## Excerpt to read
====================
Learning and Development

Early routines

  • Early routines

In the second part of her series on Human Tendencies, Barbara Isaacs explores orientation and exactitude, demonstrated by children’s need for order…

In her observations of babies, Montessori noticed that some children in their first year of life begin to recognise routines and respond to them. The regular habits of adults provide them with sense of security and predictability, and contribute to the strong bond they form with the prime carer, often the mother. For example, even very young babies enjoy being cradled in a certain way, or put down to sleep by the same person. They may also protest when a new person with a different approach and unfamiliar pattern of movements starts changing, bathing or feeding them. As they get older they recognise the sound of food preparation and begin to make excited noises, or will pass a book to a parent at bedtime to be read a story. As they start to toddle they will know where to find their favourite teddy or the cream necessary for nappy changing, and will enjoy helping adults in these tasks. Our daughter would rush to the coat-rack every time I mentioned going for a walk.
====================
Dataset entries:
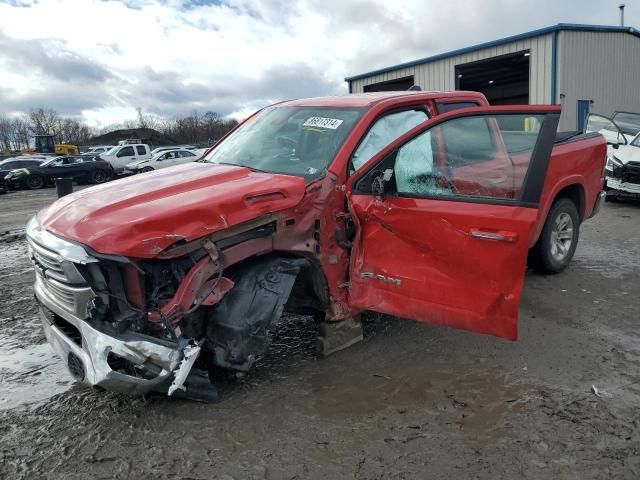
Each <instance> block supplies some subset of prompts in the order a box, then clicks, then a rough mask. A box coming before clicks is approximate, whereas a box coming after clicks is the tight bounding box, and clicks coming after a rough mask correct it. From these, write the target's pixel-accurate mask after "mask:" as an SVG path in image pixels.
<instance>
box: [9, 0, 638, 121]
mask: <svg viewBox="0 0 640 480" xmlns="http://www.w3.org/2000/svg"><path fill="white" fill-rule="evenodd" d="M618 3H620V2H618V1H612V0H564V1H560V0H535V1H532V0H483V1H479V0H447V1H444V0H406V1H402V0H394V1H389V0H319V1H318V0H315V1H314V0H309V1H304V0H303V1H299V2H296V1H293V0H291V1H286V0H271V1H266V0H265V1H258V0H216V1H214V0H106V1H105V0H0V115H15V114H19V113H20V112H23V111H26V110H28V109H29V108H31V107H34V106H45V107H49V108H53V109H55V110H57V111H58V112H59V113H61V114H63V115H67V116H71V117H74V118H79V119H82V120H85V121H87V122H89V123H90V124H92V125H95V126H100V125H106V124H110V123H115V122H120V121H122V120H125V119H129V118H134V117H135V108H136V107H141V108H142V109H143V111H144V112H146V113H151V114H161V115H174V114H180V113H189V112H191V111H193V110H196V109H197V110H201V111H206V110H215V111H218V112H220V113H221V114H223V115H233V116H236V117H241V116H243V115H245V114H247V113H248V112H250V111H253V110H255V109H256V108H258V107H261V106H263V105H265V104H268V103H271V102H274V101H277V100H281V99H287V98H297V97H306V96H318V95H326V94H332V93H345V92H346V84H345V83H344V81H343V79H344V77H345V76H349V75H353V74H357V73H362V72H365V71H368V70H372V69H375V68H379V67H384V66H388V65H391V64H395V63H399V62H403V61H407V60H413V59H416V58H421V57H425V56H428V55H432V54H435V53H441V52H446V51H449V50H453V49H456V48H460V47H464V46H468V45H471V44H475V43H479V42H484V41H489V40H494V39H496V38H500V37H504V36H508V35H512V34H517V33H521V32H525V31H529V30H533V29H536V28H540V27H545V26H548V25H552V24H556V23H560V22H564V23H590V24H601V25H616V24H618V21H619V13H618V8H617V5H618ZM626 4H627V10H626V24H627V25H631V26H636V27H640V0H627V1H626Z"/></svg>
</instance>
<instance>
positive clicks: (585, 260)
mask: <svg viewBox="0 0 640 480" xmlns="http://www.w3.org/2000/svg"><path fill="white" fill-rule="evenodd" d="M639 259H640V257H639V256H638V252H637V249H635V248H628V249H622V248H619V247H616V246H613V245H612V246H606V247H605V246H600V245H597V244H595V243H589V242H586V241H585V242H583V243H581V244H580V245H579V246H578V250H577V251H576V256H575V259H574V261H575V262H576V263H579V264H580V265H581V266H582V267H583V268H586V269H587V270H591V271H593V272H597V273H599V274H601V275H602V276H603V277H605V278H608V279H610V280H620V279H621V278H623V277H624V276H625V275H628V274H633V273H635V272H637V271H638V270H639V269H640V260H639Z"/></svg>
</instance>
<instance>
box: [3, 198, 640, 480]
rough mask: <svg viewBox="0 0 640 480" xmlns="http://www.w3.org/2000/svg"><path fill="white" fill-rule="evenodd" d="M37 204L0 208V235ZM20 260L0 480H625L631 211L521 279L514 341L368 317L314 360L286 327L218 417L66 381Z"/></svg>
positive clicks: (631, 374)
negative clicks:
====================
## Job item
Could you pick up the article on early routines and children's need for order after its last sentence and carry it forward?

## Response to the exercise
This need for predictability in young children’s lives has been acknowledged by others. Bowlby, Winnicot and Ainsworth all identified the need for consistent, predictable and available behaviours in the prime carer as significant contributors to secure attachment patterns, and to each child’s internal working model. Erickson highlights the importance of trust developing between the child and the prime carer in the first year of life as the foundation of the child’s emotional and social development. Early years practitioners have also acknowledged this need by ensuring the consistency in the relationships between the carers and young children and their families, particularly in baby units and toddler groups. The Early Years Foundation Stage framework requires settings to appoint a key person for each child under the age of five. One of the important roles of this person is to get to know each child in their care well enough to ensure that there is a consistency between routines at home and in the setting. This becomes particularly important as young children come to be weaned and potty trained, and as they develop a need to do things for themselves such as dressing and washing their hands.

The inner order

Montessori called this early need for routines the ‘inner order’, meaning that the external routine provides the child with security. However, she also recognised that order is an important element as the child reaches more independence, and a well-organised, orderly learning environment is one of the cornerstones of her pedagogy. It provides children with opportunities to make choices and select activities that are of interest and that correspond with their developmental needs. It enables them to plan for what they may want to do in the nursery and be confident that they will find it in a certain place.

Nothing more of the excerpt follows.